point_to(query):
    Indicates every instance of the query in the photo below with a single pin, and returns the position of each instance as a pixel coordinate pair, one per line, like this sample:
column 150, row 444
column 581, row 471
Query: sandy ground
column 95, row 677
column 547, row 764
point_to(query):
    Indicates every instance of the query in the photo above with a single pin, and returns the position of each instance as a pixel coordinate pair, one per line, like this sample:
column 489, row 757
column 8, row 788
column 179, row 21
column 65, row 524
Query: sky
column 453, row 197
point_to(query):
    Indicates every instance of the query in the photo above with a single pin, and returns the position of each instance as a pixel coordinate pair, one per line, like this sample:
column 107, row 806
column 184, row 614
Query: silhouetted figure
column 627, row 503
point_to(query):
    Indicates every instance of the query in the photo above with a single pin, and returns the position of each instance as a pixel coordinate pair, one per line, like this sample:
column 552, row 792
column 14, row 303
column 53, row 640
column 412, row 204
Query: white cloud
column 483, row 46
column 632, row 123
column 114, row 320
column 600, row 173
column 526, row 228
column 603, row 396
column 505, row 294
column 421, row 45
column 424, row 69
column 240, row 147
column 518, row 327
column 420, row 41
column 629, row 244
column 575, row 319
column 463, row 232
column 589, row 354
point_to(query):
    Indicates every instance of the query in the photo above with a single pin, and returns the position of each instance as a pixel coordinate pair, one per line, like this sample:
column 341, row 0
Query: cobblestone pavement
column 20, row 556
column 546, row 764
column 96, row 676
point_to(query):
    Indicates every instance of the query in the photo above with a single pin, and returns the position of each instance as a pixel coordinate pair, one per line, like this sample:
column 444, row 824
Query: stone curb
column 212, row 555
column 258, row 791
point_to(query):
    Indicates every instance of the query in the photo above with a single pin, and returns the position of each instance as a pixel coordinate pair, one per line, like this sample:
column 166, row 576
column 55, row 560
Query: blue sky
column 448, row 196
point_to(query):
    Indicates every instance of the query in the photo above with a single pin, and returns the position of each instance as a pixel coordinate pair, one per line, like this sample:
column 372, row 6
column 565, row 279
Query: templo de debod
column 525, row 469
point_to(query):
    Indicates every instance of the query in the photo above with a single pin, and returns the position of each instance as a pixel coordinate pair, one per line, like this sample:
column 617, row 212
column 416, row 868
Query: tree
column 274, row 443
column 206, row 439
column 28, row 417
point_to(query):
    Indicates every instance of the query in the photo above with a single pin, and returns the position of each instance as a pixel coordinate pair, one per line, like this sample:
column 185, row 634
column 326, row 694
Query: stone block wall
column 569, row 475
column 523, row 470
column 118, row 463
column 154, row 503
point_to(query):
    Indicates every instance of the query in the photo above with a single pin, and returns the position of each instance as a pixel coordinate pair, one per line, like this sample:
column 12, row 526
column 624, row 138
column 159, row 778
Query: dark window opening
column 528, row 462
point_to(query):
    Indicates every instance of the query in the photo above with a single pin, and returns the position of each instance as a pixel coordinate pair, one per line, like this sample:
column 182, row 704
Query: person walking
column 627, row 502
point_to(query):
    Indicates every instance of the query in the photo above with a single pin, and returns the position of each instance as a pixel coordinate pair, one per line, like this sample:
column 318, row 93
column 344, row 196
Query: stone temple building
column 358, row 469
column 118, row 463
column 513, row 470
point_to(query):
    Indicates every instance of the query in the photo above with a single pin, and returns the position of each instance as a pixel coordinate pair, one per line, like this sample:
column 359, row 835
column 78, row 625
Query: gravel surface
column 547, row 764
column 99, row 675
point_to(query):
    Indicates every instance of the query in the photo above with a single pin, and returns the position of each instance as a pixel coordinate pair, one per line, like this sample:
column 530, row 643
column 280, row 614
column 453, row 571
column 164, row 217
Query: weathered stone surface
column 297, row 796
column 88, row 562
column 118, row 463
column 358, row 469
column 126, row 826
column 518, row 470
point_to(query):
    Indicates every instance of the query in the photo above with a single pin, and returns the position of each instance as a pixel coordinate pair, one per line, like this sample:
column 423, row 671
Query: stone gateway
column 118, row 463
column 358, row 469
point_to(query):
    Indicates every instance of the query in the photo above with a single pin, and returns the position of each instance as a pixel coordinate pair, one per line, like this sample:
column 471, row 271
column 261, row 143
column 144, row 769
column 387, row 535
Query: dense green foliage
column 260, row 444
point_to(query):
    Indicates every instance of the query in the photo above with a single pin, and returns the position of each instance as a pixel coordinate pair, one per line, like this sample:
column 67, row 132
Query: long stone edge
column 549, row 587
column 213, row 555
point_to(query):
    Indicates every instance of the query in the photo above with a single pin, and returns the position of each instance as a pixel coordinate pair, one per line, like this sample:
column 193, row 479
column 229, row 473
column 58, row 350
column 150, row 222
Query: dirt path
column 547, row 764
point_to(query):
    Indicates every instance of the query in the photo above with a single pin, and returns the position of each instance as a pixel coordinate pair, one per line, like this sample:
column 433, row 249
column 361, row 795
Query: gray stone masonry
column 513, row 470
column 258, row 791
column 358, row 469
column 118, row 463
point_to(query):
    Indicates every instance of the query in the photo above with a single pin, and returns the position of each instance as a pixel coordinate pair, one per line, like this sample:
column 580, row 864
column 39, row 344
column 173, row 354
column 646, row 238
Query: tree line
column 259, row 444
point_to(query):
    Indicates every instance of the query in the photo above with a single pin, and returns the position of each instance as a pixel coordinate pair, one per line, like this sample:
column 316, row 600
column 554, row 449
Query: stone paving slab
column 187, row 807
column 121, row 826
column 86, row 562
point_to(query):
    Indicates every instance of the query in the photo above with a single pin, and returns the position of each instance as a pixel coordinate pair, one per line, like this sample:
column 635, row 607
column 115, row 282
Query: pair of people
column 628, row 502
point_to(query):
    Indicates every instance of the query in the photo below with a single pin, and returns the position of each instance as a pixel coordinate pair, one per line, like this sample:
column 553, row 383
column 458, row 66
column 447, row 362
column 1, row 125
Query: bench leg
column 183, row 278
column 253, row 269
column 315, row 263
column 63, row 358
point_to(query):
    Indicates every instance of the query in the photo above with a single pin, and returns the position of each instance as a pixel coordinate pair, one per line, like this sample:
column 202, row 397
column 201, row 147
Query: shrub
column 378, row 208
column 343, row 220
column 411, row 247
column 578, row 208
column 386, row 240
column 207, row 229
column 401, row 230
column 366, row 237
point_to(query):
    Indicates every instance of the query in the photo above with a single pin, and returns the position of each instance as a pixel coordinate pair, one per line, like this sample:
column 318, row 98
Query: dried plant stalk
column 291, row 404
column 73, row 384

☆ ☆ ☆ ☆

Exercise requirements:
Rewrite all the records above, swapping "single pin" for "single marker" and leaving everything else as it is.

Written answer:
point_to(query):
    Indicates every instance of the query in the photo below with a single marker, and returns the position of each instance as a pixel coordinate pair, one per line, like this sample:
column 150, row 444
column 581, row 471
Query: sandy ground
column 95, row 677
column 547, row 764
point_to(query):
    Indicates every instance of the query in the photo above with a single marker, and returns the position of each instance as a pixel coordinate pair, one per line, like this sample:
column 489, row 757
column 8, row 788
column 179, row 21
column 65, row 524
Query: sky
column 453, row 197
point_to(query):
    Indicates every instance of the query in the photo above with a single marker, and returns the position of each instance as a pixel coordinate pair, one per line, like this sample:
column 107, row 806
column 184, row 614
Query: silhouetted figure
column 627, row 503
point_to(query):
    Indicates every instance of the query in the photo above with a single marker, and returns the position of each instance as a pixel coordinate pair, one per line, like this sample:
column 552, row 792
column 14, row 303
column 53, row 640
column 412, row 204
Query: white cloud
column 483, row 46
column 632, row 123
column 114, row 320
column 600, row 173
column 526, row 228
column 603, row 396
column 505, row 294
column 421, row 45
column 424, row 69
column 240, row 147
column 518, row 327
column 420, row 41
column 629, row 244
column 575, row 319
column 463, row 232
column 589, row 354
point_to(query):
    Indicates every instance of the query in the photo above with a single marker, and returns the position of each instance as a pixel coordinate pair, one per line, like this sample:
column 341, row 0
Query: cobblestone pavement
column 20, row 556
column 546, row 764
column 96, row 676
point_to(query):
    Indicates every instance of the query in the photo above with a single marker, and returns the position of each instance as a pixel coordinate pair, one per line, like this sample:
column 444, row 824
Query: stone curb
column 212, row 555
column 258, row 791
point_to(query):
    Indicates every instance of the query in the photo above with a single marker, and returns the position of each instance as a pixel coordinate pair, one per line, like this sample:
column 166, row 576
column 55, row 560
Query: blue sky
column 448, row 196
point_to(query):
    Indicates every instance of the query in the photo above with a single marker, and returns the position of each instance as a pixel coordinate pair, one per line, like this sample:
column 372, row 6
column 565, row 279
Query: templo de debod
column 525, row 469
point_to(query):
    Indicates every instance of the query in the photo above with a single marker, and returns the position of each instance as a pixel coordinate pair, one per line, like this sample:
column 617, row 212
column 416, row 868
Query: tree
column 274, row 443
column 206, row 439
column 28, row 417
point_to(query):
    Indicates every instance of the query in the photo above with a single marker, and returns the position of each instance as a pixel coordinate pair, one per line, like this sample:
column 185, row 634
column 326, row 694
Query: stone block wall
column 569, row 475
column 523, row 470
column 118, row 463
column 154, row 503
point_to(query):
    Indicates every instance of the query in the photo above with a single marker, and returns the position of each instance as a pixel coordinate pair, one per line, like this sample:
column 12, row 526
column 624, row 138
column 159, row 778
Query: dark window opening
column 528, row 462
point_to(query):
    Indicates every instance of the query in the photo above with a single marker, and returns the position of each instance as a pixel coordinate pair, one per line, like this sample:
column 182, row 704
Query: person walking
column 627, row 502
point_to(query):
    Indicates every instance of the query in the photo above with a single marker, and returns the position of each instance as a pixel coordinate pair, one per line, like this sample:
column 318, row 93
column 344, row 196
Query: stone temple building
column 358, row 469
column 118, row 463
column 513, row 470
point_to(query):
    Indicates every instance of the query in the photo above with a single marker, and returns the position of each instance as a pixel coordinate pair, one per line, like this sample:
column 359, row 835
column 78, row 625
Query: gravel surface
column 547, row 764
column 99, row 675
point_to(query):
    Indicates every instance of the query in the photo above with a single marker, and returns the position of each instance as a pixel coordinate pair, one per line, like this sample:
column 530, row 643
column 280, row 614
column 453, row 571
column 164, row 217
Query: weathered stone surface
column 297, row 796
column 88, row 562
column 118, row 463
column 358, row 469
column 126, row 826
column 518, row 470
point_to(query):
    Indicates every instance of the query in the photo above with a single marker, and returns the position of each instance as a pixel coordinate pair, one per line, like this sample:
column 423, row 671
Query: stone gateway
column 118, row 463
column 358, row 469
point_to(query):
    Indicates every instance of the query in the photo above with a single marker, and returns the position of each instance as a pixel coordinate pair, one per line, like this sample:
column 471, row 271
column 261, row 143
column 144, row 769
column 387, row 535
Query: dense green foliage
column 260, row 444
point_to(query):
    Indicates every instance of the query in the photo above with a single marker, and returns the position of each instance as a pixel coordinate pair, one per line, like this sample:
column 67, row 132
Query: long stone edge
column 549, row 587
column 213, row 555
point_to(query):
    Indicates every instance of the query in the photo above with a single marker, and returns the position of each instance as a pixel coordinate pair, one per line, like this sample:
column 193, row 479
column 229, row 473
column 58, row 350
column 150, row 222
Query: dirt path
column 547, row 764
point_to(query):
    Indicates every instance of the query in the photo above with a single marker, and returns the position of each instance as a pixel coordinate pair, one per line, like this sample:
column 433, row 249
column 361, row 795
Query: gray stone masonry
column 513, row 470
column 258, row 791
column 358, row 469
column 118, row 463
point_to(query):
    Indicates every instance of the query in the photo above with a single marker, and returns the position of each instance as a pixel coordinate pair, one per line, like this sample:
column 580, row 864
column 39, row 344
column 173, row 354
column 646, row 238
Query: tree line
column 259, row 444
point_to(query):
    Indicates every instance of the query in the photo above with a single marker, and returns the position of each instance as a pixel coordinate pair, one per line, like this sample:
column 316, row 600
column 554, row 449
Query: stone paving slab
column 187, row 807
column 121, row 826
column 86, row 562
point_to(query):
    Indicates every instance of the query in the photo above with a single marker, and returns the position of each instance as a pixel coordinate pair, one per line, like this sample:
column 635, row 607
column 115, row 282
Query: pair of people
column 628, row 502
point_to(query):
    Indicates every instance of the query in the photo below with a single marker, and returns the position of each instance as a pixel coordinate pair, one per line, like this sample:
column 553, row 383
column 458, row 66
column 447, row 362
column 1, row 125
Query: bench leg
column 183, row 278
column 253, row 269
column 315, row 263
column 63, row 358
point_to(query):
    Indicates every instance of the query in the photo above with a single marker, and returns the position of each instance as a pixel coordinate pair, one per line, like this sample:
column 202, row 397
column 201, row 147
Query: shrub
column 378, row 208
column 343, row 220
column 411, row 247
column 578, row 208
column 386, row 240
column 207, row 229
column 401, row 230
column 366, row 237
point_to(query):
    Indicates every instance of the query in the photo above with a single marker, and returns the position of each instance as a pixel coordinate pair, one per line, like this sample:
column 318, row 98
Query: dried plant stalk
column 291, row 404
column 73, row 384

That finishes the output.